**Information given:**
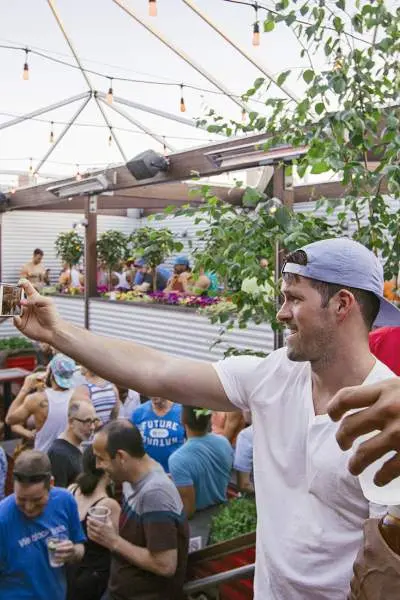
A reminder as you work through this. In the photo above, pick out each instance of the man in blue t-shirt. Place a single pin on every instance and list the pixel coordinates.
(201, 469)
(159, 422)
(35, 512)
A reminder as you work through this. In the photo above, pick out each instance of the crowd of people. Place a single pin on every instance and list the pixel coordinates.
(314, 522)
(73, 425)
(133, 274)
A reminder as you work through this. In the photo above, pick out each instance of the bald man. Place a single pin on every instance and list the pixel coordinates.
(28, 518)
(65, 453)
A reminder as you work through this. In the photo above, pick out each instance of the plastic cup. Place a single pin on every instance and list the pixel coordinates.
(52, 542)
(100, 513)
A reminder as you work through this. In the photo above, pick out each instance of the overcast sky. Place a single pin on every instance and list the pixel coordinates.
(111, 42)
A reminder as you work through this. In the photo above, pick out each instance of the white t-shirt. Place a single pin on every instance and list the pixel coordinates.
(310, 509)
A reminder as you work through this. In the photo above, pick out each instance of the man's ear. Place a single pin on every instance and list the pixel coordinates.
(345, 303)
(122, 455)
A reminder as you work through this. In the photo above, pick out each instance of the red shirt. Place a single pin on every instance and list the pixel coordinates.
(384, 343)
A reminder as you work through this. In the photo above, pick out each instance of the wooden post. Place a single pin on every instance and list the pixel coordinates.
(278, 191)
(90, 254)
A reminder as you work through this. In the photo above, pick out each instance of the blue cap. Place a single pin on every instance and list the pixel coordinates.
(140, 262)
(348, 263)
(62, 368)
(182, 260)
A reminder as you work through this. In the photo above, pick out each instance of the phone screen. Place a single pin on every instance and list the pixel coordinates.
(10, 298)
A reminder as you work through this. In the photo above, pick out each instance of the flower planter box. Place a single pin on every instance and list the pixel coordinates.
(222, 557)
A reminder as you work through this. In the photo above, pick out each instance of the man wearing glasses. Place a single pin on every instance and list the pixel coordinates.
(36, 512)
(65, 452)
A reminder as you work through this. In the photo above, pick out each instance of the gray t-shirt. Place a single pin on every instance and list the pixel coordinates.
(152, 517)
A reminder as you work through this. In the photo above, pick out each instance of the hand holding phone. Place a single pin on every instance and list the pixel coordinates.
(10, 300)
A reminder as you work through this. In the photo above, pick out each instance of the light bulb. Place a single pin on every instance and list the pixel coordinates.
(152, 8)
(256, 34)
(25, 72)
(110, 94)
(182, 104)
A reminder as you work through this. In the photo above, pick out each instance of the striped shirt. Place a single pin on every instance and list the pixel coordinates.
(103, 398)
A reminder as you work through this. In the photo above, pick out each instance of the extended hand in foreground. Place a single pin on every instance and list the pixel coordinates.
(381, 411)
(39, 318)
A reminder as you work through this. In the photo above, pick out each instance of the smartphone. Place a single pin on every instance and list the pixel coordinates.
(10, 300)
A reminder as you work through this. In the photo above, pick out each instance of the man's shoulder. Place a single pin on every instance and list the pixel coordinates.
(141, 410)
(62, 447)
(276, 363)
(160, 495)
(60, 496)
(7, 506)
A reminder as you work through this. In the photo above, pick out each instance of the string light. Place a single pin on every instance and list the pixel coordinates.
(110, 93)
(51, 138)
(25, 72)
(256, 28)
(182, 104)
(338, 64)
(152, 8)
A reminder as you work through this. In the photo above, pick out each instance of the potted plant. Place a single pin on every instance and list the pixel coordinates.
(69, 247)
(233, 544)
(154, 245)
(112, 250)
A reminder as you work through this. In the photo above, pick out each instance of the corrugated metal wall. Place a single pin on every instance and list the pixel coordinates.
(175, 331)
(24, 231)
(71, 309)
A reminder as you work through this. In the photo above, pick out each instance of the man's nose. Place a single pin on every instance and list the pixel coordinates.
(284, 314)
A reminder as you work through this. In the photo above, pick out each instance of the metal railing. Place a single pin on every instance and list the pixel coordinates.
(213, 581)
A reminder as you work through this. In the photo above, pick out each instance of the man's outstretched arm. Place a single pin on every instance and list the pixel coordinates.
(128, 364)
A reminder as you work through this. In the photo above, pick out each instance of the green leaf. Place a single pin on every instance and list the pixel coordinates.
(269, 26)
(320, 167)
(308, 75)
(282, 77)
(338, 24)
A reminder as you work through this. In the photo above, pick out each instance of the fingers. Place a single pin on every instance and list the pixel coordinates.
(389, 471)
(359, 423)
(368, 452)
(351, 398)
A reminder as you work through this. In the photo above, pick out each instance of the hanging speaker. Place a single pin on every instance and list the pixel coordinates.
(147, 165)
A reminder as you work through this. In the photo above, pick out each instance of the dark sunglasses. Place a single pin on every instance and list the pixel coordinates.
(36, 478)
(87, 421)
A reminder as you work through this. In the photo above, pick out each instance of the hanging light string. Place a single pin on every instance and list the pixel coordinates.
(300, 21)
(256, 28)
(110, 93)
(182, 106)
(116, 77)
(152, 8)
(25, 72)
(97, 125)
(51, 138)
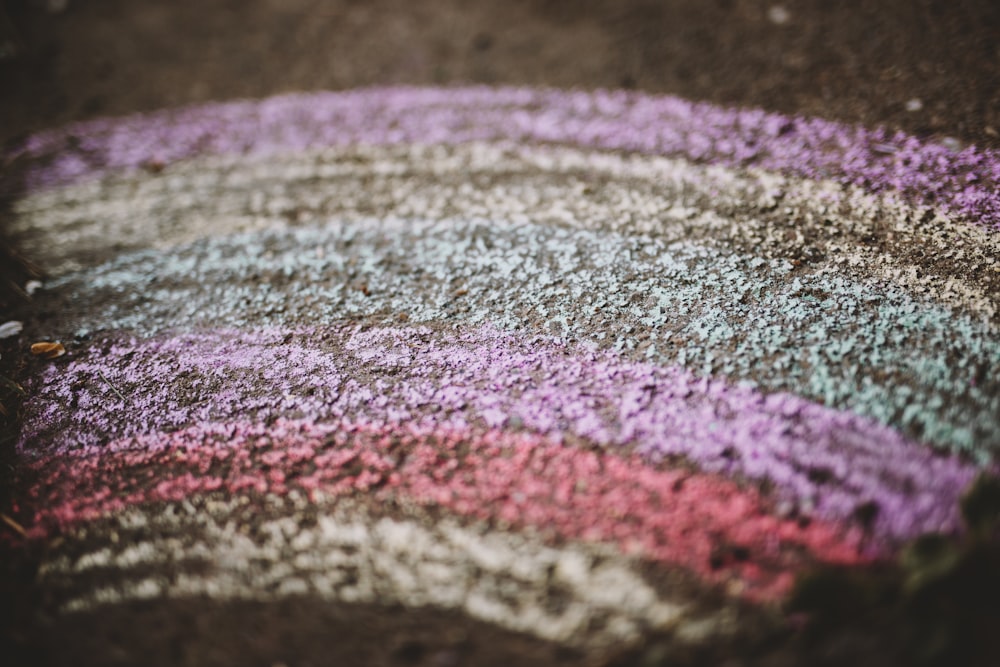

**What to do:** Without the pictures, give every line of the data again, exactly as written.

**Answer:**
A reminder as you work through this. In the photo above, pick out each instance of the man in blue t-shirt. Place a single pin on every instance and list the pixel coordinates.
(201, 469)
(159, 422)
(35, 512)
A reminder as you work through this. In the photo above, pick out each instance of the crowd of people. Place a single pin on every instance and list the pixel coordinates.
(314, 522)
(73, 425)
(133, 274)
A reminder as you work through this. In the photo above, pick out each instance of the bald man. Place a single pin on every instance and list the pixel coordinates.
(28, 518)
(65, 453)
A reminder as you work through this. In the photo above, pick out each instance of the plastic cup. Place a single pin on every instance and list the pixel coordinates.
(52, 542)
(100, 513)
A reminder as you work through this. In the photo above, pick out each instance of the overcast sky. Place a single pin on every instance and list the pixel coordinates.
(111, 42)
A reminder as you work through this. In the photo above, pick out each instance of the white t-shirt. Place a single pin on every instance and list the pixel coordinates.
(310, 509)
A reminder as you work through this. In the photo above, pick out each instance of the man's ear. Place a single pin on every instance and list the pixel coordinates.
(345, 303)
(122, 455)
A reminder as you work through this. In the photo above, pick out each instance of the red shirt. Place a single pin on every instance and list the pixel coordinates.
(384, 343)
A reminder as you work through this. In the photo above, pick out each instance of the wooden post. Place a single pin on every instance and list the pixel coordinates.
(278, 191)
(90, 254)
A reminder as you work through this. In the photo above, pick out each instance of the blue cap. Place a single pin on every instance and list the pixel coordinates.
(140, 262)
(348, 263)
(62, 368)
(182, 260)
A reminder as you work through this. In the photo above, pick out each instance of the phone screen. Place a single pin on every instance and list the pixel coordinates.
(10, 298)
A reminder as you work through this. In the photo above, pick out each instance of the flower planter box. Place a single pin on every instance and list the pixel coordinates.
(222, 557)
A reminder as you work through this. In the photo above, pick out each instance of the man wearing glasses. Place a single pin on every instance and list the pixel coordinates.
(36, 512)
(65, 452)
A reminder as you work through this. In the photo above, pick out each instance of the gray t-shirt. Place a single pin on every instance and list the pixel coordinates.
(152, 517)
A reminder as you work through this. In the photo above, pick out each instance of the hand holding phone. Place a single pin on every instance and list the pixel coordinates.
(10, 300)
A reminder as you work through this. In the photo above, pick out each instance of the light bulb. Place a single pin on every instance and list the pixel coordinates.
(152, 8)
(256, 34)
(25, 72)
(110, 94)
(182, 104)
A reminder as you work through this. In the photo above, pick out each instance of the striped shirt. Place a single pin on every instance and list the pixel coordinates.
(103, 398)
A reminder as you work through this. In the photo above, pick out each instance of the extended hand in foreground. Place a single pin on every instance and list the pixel coordinates.
(381, 411)
(39, 318)
A reminder as you work through this. In the photo above, pick out each instance of the smartphone. Place a single pin on every instance and list the pixel coordinates.
(10, 300)
A reminder as you work through this. In the photo above, pick out each instance of the man's shoulder. Place a single pin on every instance and list the pixel coordinates.
(141, 410)
(62, 447)
(276, 363)
(160, 495)
(60, 496)
(7, 506)
A reminder as you work through this. In the photo above, pick out each instance of the string light. Place a single pin on every instance and list the pixel coordinates.
(110, 93)
(51, 138)
(25, 72)
(256, 28)
(182, 104)
(338, 64)
(152, 8)
A reminder as you work through this. In the photo above, pick out each instance of the potted plant. Place a single pin on every instance and list the pixel coordinates.
(69, 247)
(233, 544)
(154, 245)
(112, 250)
A reminder as you work through this. In the photo above, pick out each instance of the corrugated metal wall. Place a single pin on every instance and list the pixel coordinates.
(175, 331)
(24, 231)
(71, 309)
A reminder as you work through this. In the photo above, pick out each instance of the man's nose. Place a single pin on every instance and list the pixel coordinates.
(284, 314)
A reminder as you work through this. In the photo above, pick out each instance of the metal railing. Place a single pin on every instance and list the pixel coordinates.
(213, 581)
A reminder as you work through this. In the photo above, pick out each instance of the man's outstretched arm. Place a single pin on every instance and list the pixel coordinates.
(128, 364)
A reminder as you work through this. In the photo above, pick out each instance of the green leaf. Place a single pin on every instance and list the pixel coordinates.
(269, 26)
(320, 167)
(308, 75)
(282, 77)
(338, 24)
A reminder as you work through this. In the photo above, pick out each instance of the fingers. Place a single pin on every instance and list the pixel coordinates.
(389, 471)
(359, 423)
(368, 452)
(351, 398)
A reminder as you work through this. In the photo above, pick out each instance of the hanging speaker. Place a single pin on every instance and list the pixel coordinates.
(147, 165)
A reminder as you work through this. In the photo above, pick out each instance of the dark sunglasses. Place a single pin on every instance and list the pixel coordinates.
(36, 478)
(87, 421)
A reminder as you work through this. In the photo above, pick out each instance of the hanging light string. Place a single pin on every instance and list the pixel coordinates.
(300, 21)
(256, 28)
(110, 93)
(182, 106)
(116, 77)
(152, 8)
(25, 72)
(97, 125)
(51, 138)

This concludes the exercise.